• Exercise data:
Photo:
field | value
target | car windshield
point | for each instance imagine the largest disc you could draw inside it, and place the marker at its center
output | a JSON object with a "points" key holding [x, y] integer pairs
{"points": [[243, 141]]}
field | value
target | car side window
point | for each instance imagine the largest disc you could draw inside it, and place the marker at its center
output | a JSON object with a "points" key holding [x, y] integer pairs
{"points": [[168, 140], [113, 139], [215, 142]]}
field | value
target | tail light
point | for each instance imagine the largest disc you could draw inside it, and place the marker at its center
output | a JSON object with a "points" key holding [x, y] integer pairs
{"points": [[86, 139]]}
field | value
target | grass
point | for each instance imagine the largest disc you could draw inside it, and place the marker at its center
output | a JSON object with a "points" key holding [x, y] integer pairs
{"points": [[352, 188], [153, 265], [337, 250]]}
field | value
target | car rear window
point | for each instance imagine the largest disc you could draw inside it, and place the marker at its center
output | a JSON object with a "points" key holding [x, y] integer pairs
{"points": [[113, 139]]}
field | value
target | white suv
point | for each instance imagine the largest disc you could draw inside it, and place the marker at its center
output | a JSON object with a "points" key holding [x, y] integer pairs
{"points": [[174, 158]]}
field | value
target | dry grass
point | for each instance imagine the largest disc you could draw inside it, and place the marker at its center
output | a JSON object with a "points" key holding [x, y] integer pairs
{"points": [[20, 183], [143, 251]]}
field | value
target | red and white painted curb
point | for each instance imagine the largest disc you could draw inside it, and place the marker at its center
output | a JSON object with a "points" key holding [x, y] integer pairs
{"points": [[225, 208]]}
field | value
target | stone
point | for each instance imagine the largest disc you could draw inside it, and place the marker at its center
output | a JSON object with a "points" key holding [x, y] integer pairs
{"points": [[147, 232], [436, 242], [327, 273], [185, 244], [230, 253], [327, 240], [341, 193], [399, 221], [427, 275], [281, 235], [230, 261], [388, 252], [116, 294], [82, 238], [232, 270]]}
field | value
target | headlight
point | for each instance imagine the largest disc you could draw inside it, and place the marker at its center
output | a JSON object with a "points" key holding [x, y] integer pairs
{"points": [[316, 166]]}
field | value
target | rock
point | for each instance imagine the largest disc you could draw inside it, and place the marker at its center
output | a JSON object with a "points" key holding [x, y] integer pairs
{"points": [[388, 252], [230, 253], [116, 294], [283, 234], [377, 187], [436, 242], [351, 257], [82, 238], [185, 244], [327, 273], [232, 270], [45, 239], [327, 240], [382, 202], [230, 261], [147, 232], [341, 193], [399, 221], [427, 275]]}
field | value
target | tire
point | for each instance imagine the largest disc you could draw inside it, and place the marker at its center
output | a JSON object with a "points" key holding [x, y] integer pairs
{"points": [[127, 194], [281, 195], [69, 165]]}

• Short exercise: State how many lines of the listing above contain the string "target", treating uppercase and lowercase letters as distinct. Reply with the number alone.

• Answer in full: 12